[Stored data entries]
[Start of section]
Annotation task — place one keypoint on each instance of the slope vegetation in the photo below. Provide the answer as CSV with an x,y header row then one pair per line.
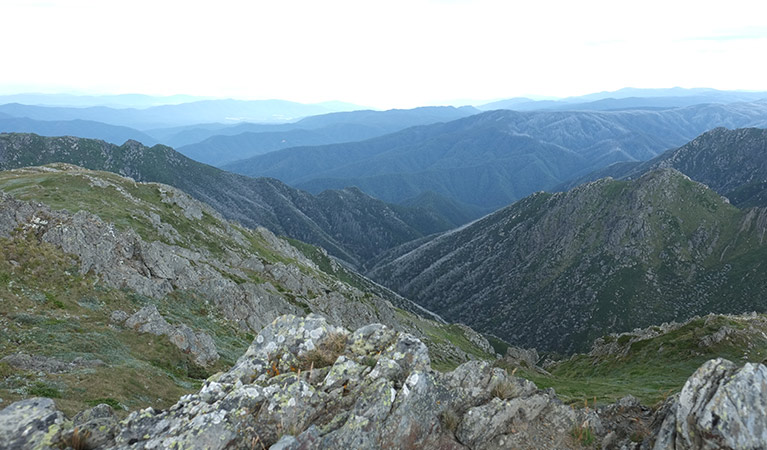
x,y
130,293
556,271
731,162
492,159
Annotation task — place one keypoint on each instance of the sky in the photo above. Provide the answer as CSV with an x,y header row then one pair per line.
x,y
382,54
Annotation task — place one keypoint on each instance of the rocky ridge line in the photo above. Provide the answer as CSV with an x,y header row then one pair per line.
x,y
306,384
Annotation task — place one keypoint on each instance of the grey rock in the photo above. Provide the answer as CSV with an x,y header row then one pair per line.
x,y
95,427
118,316
720,407
38,363
200,345
34,423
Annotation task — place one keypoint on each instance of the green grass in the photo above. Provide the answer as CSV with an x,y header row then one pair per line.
x,y
139,369
653,368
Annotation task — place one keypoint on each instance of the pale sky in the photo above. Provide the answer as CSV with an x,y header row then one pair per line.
x,y
384,54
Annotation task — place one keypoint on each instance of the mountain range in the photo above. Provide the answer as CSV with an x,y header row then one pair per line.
x,y
168,115
246,140
492,159
554,271
731,162
348,223
132,293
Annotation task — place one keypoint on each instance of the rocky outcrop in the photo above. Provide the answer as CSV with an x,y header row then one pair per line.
x,y
720,407
246,288
200,345
34,423
304,384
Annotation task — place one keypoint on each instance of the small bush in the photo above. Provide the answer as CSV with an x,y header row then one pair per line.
x,y
107,401
41,389
450,420
504,390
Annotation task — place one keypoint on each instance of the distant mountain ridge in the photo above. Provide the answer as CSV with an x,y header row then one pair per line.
x,y
225,146
554,271
267,202
202,111
629,98
731,162
80,128
492,159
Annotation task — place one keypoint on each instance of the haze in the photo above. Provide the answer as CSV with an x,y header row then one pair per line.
x,y
401,53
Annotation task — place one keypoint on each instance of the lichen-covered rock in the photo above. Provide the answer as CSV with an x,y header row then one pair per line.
x,y
93,428
720,407
34,423
38,363
200,345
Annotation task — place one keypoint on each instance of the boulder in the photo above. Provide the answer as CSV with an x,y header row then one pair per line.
x,y
721,406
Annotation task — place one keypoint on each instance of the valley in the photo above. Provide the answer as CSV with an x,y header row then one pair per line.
x,y
592,260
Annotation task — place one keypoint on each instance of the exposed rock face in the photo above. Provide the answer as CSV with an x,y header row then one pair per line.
x,y
33,423
355,228
720,407
199,344
122,259
46,364
557,271
306,384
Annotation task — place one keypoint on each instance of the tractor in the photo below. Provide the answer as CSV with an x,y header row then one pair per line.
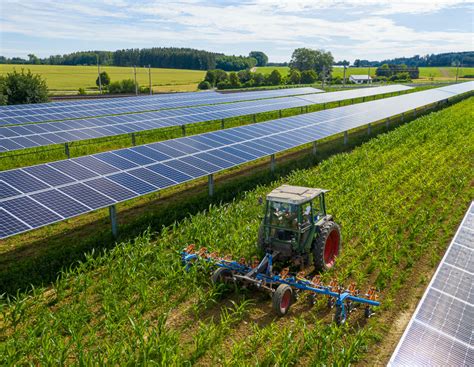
x,y
297,230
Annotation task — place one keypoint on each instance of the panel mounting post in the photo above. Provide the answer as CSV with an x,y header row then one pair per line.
x,y
66,150
113,220
272,163
210,184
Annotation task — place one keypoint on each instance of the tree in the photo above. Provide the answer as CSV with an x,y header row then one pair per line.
x,y
307,59
33,59
19,88
274,78
244,76
294,77
258,79
261,58
234,80
309,77
104,79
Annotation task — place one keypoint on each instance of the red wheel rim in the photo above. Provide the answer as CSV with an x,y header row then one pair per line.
x,y
331,248
285,301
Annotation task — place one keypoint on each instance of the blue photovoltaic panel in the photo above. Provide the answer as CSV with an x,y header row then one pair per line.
x,y
100,181
20,137
441,331
32,113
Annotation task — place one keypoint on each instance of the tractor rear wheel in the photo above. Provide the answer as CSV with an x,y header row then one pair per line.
x,y
327,246
282,299
261,239
221,275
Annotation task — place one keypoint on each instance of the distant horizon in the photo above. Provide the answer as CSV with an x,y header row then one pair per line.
x,y
269,61
367,29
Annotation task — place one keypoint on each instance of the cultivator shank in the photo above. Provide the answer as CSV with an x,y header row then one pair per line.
x,y
284,285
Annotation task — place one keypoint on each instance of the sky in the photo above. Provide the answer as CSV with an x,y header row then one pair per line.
x,y
366,29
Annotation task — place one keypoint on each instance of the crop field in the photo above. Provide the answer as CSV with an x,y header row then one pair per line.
x,y
63,78
437,73
399,199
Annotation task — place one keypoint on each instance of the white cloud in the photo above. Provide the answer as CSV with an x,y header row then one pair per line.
x,y
277,27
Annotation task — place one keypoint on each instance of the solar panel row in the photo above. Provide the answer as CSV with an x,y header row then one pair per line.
x,y
441,331
21,137
35,196
129,105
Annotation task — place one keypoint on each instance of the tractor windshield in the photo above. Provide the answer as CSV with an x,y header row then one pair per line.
x,y
283,215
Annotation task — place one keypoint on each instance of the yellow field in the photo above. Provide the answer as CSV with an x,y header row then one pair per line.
x,y
70,78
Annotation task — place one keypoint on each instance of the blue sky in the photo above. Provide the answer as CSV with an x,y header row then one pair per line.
x,y
366,29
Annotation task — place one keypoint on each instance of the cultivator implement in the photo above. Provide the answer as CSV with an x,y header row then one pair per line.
x,y
284,286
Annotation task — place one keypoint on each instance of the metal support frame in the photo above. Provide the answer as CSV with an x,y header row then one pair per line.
x,y
66,150
272,163
210,184
113,219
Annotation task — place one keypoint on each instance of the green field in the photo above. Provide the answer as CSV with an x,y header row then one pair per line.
x,y
437,73
399,199
70,78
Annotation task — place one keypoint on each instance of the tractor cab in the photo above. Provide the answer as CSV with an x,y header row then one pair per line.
x,y
294,217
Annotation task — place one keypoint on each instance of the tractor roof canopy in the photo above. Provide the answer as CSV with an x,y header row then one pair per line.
x,y
294,194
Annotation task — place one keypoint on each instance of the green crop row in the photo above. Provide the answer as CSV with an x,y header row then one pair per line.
x,y
398,198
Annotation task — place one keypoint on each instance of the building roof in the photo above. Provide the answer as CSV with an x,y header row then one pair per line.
x,y
294,194
361,77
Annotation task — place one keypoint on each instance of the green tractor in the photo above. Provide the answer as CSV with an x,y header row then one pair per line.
x,y
296,228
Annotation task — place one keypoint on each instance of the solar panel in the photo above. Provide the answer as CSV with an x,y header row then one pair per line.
x,y
21,137
441,331
181,160
23,114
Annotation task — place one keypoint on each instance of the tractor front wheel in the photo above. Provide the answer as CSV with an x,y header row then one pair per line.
x,y
282,299
327,246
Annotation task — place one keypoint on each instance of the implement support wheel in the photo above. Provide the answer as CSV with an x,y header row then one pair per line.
x,y
282,299
327,246
221,275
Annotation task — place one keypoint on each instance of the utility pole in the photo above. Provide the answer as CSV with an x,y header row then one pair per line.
x,y
135,74
98,73
149,77
344,80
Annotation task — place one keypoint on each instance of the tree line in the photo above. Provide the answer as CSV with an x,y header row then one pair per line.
x,y
444,59
306,67
158,57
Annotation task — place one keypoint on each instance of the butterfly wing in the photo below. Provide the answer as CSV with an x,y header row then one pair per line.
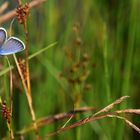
x,y
3,36
11,46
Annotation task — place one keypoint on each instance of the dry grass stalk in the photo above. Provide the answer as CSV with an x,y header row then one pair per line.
x,y
12,13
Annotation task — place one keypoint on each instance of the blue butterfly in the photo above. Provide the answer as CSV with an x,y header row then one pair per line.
x,y
11,45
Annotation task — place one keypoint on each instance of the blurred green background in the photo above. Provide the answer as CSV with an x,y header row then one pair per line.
x,y
95,61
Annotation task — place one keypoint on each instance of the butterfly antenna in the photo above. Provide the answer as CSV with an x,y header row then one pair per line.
x,y
11,25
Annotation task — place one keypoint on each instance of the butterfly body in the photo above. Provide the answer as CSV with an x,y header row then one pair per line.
x,y
11,45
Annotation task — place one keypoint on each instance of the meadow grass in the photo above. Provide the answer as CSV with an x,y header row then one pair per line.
x,y
94,62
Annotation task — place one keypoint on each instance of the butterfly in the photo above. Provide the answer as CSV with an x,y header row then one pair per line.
x,y
11,45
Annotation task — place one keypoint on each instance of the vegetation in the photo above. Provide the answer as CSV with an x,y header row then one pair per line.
x,y
80,65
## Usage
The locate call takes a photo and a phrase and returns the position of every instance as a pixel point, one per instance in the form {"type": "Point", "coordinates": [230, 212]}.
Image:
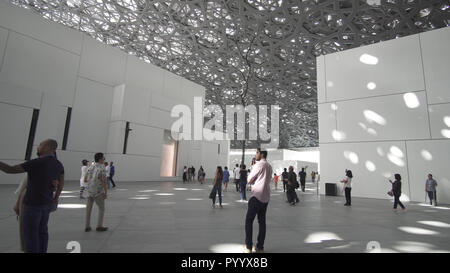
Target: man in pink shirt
{"type": "Point", "coordinates": [259, 178]}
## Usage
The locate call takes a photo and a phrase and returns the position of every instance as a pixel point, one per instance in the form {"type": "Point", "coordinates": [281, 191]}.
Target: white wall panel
{"type": "Point", "coordinates": [102, 63]}
{"type": "Point", "coordinates": [52, 120]}
{"type": "Point", "coordinates": [3, 38]}
{"type": "Point", "coordinates": [72, 162]}
{"type": "Point", "coordinates": [165, 103]}
{"type": "Point", "coordinates": [436, 62]}
{"type": "Point", "coordinates": [372, 164]}
{"type": "Point", "coordinates": [424, 157]}
{"type": "Point", "coordinates": [33, 25]}
{"type": "Point", "coordinates": [19, 95]}
{"type": "Point", "coordinates": [144, 75]}
{"type": "Point", "coordinates": [135, 168]}
{"type": "Point", "coordinates": [440, 120]}
{"type": "Point", "coordinates": [172, 85]}
{"type": "Point", "coordinates": [116, 136]}
{"type": "Point", "coordinates": [91, 112]}
{"type": "Point", "coordinates": [12, 178]}
{"type": "Point", "coordinates": [160, 119]}
{"type": "Point", "coordinates": [15, 122]}
{"type": "Point", "coordinates": [117, 104]}
{"type": "Point", "coordinates": [398, 69]}
{"type": "Point", "coordinates": [383, 118]}
{"type": "Point", "coordinates": [41, 67]}
{"type": "Point", "coordinates": [321, 86]}
{"type": "Point", "coordinates": [189, 90]}
{"type": "Point", "coordinates": [136, 104]}
{"type": "Point", "coordinates": [327, 122]}
{"type": "Point", "coordinates": [144, 140]}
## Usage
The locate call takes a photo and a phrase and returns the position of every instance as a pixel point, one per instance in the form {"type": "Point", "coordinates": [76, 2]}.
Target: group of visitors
{"type": "Point", "coordinates": [189, 174]}
{"type": "Point", "coordinates": [39, 192]}
{"type": "Point", "coordinates": [396, 190]}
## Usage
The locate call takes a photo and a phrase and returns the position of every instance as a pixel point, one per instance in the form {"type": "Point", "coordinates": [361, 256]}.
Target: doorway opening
{"type": "Point", "coordinates": [169, 155]}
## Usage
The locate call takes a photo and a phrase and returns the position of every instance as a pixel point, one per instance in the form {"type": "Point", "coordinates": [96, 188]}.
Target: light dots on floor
{"type": "Point", "coordinates": [418, 231]}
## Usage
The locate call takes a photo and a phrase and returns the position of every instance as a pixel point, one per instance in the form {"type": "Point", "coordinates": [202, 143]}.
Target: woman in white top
{"type": "Point", "coordinates": [348, 187]}
{"type": "Point", "coordinates": [84, 169]}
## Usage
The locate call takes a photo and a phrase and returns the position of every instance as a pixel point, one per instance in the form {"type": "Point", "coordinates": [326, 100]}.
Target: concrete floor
{"type": "Point", "coordinates": [177, 217]}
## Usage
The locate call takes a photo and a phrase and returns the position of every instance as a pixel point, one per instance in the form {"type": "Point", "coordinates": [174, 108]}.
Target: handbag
{"type": "Point", "coordinates": [213, 193]}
[End of section]
Go through the records above and copy every line holding the word "call".

The locate call takes a photo and a phrase and returns the position of every instance as a pixel point, one per instance in the form {"type": "Point", "coordinates": [230, 212]}.
The locate call takes a photo and a phrase and returns the position of every instance as a pixel point, one per instance in the form {"type": "Point", "coordinates": [281, 191]}.
The locate call takes a photo and a phrase and returns the position of every instance as a pixel point, one per instance in the form {"type": "Point", "coordinates": [76, 2]}.
The locate call takes a photo and a phrase and returns the position of every instance as a pixel point, one per instance in the form {"type": "Point", "coordinates": [361, 256]}.
The locate call takes a photo and a phrase and returns the position of every instance as a pixel point, one per instance in the form {"type": "Point", "coordinates": [96, 188]}.
The locate call takes a photo and a phrase and returns the position of every instance as a pixel point, one per instance in the form {"type": "Point", "coordinates": [202, 143]}.
The locate call takes a photo and a phrase and returns the position of every instance as a pixel point, one per instance in the form {"type": "Point", "coordinates": [326, 100]}.
The locate call takes a photo and a phrase and returns the position of every instance as a pixel point, one per instance in the form {"type": "Point", "coordinates": [174, 108]}.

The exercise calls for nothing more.